ASSIGNED TASK → Please output the data exactly, minus pictures.

RECORDS TO USE →
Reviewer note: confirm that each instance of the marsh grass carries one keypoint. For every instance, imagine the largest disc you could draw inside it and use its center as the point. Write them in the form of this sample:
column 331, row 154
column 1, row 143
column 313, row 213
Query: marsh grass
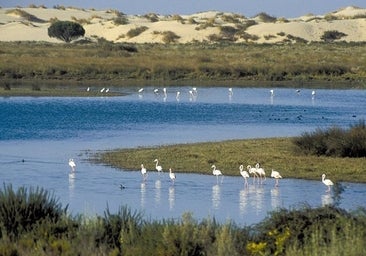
column 240, row 62
column 271, row 153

OUTPUT FOR THIS EXERCISE →
Reviewer note: confirm that each instance of the marsh grass carries one keypoint. For every instance, imagine the largest disc you could draw inside it and use its center as the point. Write them in the form of this sample:
column 331, row 154
column 1, row 143
column 313, row 213
Query: marsh grass
column 240, row 62
column 271, row 153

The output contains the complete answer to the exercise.